Exercise brief: Pull out every line in the entries below that contains the word "instance" and copy each of those lines in full.
Start of The data
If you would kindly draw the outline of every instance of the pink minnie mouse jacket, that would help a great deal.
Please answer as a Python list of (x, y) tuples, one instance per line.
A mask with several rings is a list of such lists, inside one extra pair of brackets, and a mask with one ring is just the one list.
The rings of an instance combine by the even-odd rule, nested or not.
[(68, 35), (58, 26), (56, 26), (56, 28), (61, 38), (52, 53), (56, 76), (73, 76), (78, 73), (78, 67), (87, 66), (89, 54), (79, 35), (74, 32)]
End of The data
Full solution:
If you would kindly draw the outline of every instance of the pink minnie mouse jacket, that would help a great deal.
Please answer as a Python list of (x, y) tuples, one instance per line.
The rings of an instance combine by the even-odd rule, nested or not.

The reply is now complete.